++++ Data provided ++++
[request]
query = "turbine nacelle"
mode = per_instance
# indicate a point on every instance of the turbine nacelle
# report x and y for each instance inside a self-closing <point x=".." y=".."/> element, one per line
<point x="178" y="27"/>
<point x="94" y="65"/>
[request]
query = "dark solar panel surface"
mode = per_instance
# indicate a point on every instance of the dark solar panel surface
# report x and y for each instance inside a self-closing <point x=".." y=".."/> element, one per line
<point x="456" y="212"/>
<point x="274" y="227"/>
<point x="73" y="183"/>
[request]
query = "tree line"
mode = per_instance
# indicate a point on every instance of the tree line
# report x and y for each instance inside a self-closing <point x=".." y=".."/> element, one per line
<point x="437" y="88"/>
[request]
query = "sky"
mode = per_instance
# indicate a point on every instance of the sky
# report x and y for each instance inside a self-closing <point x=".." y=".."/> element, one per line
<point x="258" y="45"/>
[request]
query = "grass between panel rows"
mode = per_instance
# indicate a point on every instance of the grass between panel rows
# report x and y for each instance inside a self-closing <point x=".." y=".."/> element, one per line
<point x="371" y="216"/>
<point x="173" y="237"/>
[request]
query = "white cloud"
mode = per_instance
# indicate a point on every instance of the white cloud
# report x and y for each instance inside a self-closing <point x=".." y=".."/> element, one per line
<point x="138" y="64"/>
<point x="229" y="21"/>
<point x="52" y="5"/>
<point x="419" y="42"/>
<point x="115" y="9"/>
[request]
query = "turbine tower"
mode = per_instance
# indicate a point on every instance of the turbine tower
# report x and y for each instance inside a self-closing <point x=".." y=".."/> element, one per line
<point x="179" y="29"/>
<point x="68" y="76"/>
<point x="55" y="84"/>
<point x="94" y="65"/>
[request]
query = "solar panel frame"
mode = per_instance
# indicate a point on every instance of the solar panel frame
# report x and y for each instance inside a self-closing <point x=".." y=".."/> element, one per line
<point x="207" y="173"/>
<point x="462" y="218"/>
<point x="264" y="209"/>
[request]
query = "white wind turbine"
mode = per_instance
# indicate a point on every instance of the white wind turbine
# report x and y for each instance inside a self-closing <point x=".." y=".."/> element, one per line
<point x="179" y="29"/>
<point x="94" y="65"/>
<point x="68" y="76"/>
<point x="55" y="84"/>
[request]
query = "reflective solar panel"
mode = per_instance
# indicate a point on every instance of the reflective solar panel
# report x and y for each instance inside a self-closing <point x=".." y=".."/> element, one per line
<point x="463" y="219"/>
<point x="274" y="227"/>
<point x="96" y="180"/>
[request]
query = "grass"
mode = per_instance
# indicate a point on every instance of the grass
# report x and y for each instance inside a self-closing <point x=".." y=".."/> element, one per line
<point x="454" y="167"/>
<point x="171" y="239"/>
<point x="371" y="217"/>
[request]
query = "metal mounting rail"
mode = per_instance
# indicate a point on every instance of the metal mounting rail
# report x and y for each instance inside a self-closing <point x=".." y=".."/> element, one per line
++++
Pull out each line in the records above that contains the word "surface".

query = "dark solar panel surface"
# indicate a point on every instance of the dark solar panel surface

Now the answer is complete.